- **Énoncé**
Condensez sous forme de liste le paragraphe de l’extrait qui commence par « Bewegungen nous plonge donc », en conservant ses faits principaux.

- **Extrait**

══════

L’Histoire retiendra que le nouveau film de Sebastian Brameshuber s’est vu décerner le Grand prix du festival Cinéma du Réel 2019. Une édition appréciée, et marquée par plusieurs innovations bienvenues (notamment la présence d’un « cahier critique » dans le catalogue – matière à réflexions qui devrait prochainement arriver sur le web). Retour, donc, sur ce documentaire d’un « minimalisme surpuissant ». L’analyse est signée Jules Berg.
Souviens-toi de Clifford
Bewegungen eines nahen Bergs. Mouvements d’une montagne proche. La montagne n’est plus ni magique, ni sacrée, au contraire elle bouge. Elle continue de bouger, et proche de nous, même si on la voit moins exploitée sous nos yeux. Non seulement on continue d’exploiter ses minerais, mais en plus, nous, les Européens, sommes les (post-)colons discrets d’un système d’exploitation invisible. Le fond d’écologie politique du film de Sebastian Brameshuber tient dans son titre Bewegungen eines nahen Bergs. Et, on ne le saisit qu’insensiblement, et presque seulement après l’avoir vu. C’est là la force de ce documentaire d’un minimalisme surpuissant.
On pense entrer dans le film comme dans un énième dispositif « en immersion ». Mais une mécanique vivante s’installe. Un plan de la route vu du pare-brise, qui fermera aussi le film, nous emmène sur l’asphalte autrichien et dans le décor central : la tôle où Cliff réceptionne des voitures, des carcasses, des moteurs qu’il extrait, jauge, puis échange. Ses clients sont rudes, ils en veulent pour leur argent, grimaçant, arguant, bec et ongles, rappelant ces scènes d’échanges de pièces d’or des toiles de Quentin Metsys. C’est fabuleux et c’est cruel. « Wie viel ? » (« Combien ? ») est le premier mot prononcé dans le film, à la dixième minute… Bewegungen n’appelle aucune autre information : la violence de l’échange et de la carcasse – que l’on tuerait pour revendre – disent tout.
Bewegungen nous plonge donc dans un de ces lieux qui sont à la fois la marge et l’image même du capitalisme. Peu de mots sont nécessaires pour décrire ce phénomène si bien montré par le cinéma : ici, on vient avec sa voiture, que Cliff démonte pour extraire ce qu’elle a encore d’exploitable. On se souvient alors du bref carton qui ouvre le documentaire pour annoncer que son décor, ce sont des mines de fer exploitées depuis les temps de Rome (« Erzberg »), et qu’une légende dit que le fer sera éternel…
C’est alors qu’à son tiers, le film trouve sa voie dans une stratification des temps et du sens. Bewegungen joue du temps qui a passé, du temps où Cliff avait un ami qui l’aidait pour dépecer ses voitures, du temps où son vaste atelier était bordé par un terrain de tir. Un plan à 360 degré fantastique dit ce passage du temps, il dit la déterritorialisation qui est le seul mot qu’il faudrait retenir de ce film. Il fait disparaître au son et à l’image un pan de la vie de Cliff, avec la violence et l’intensité d’une maison qui s’écroule.

══════

- **Données fournies**

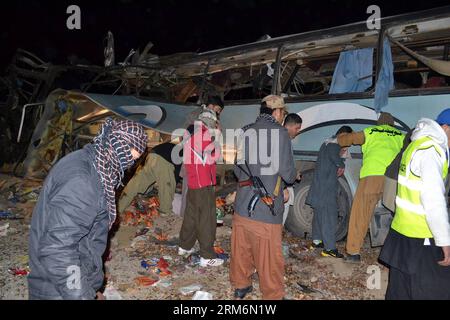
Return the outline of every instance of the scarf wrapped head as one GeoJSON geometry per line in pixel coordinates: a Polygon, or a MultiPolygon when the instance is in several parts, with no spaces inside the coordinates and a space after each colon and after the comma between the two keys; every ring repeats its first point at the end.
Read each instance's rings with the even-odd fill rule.
{"type": "Polygon", "coordinates": [[[105,192],[111,228],[117,215],[115,189],[121,185],[125,170],[134,164],[131,149],[140,154],[145,151],[147,134],[136,122],[107,118],[93,144],[95,167],[105,192]]]}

══════

- **Résultat**
- Le film se situe dans un lieu qui est à la fois la marge et l’image même du capitalisme.
- On y vient avec sa voiture, que Cliff démonte pour en extraire ce qui est encore exploitable.
- Un bref carton d’ouverture annonce que le décor est constitué de mines de fer (« Erzberg ») exploitées depuis l’époque romaine.
- Selon une légende, le fer sera éternel.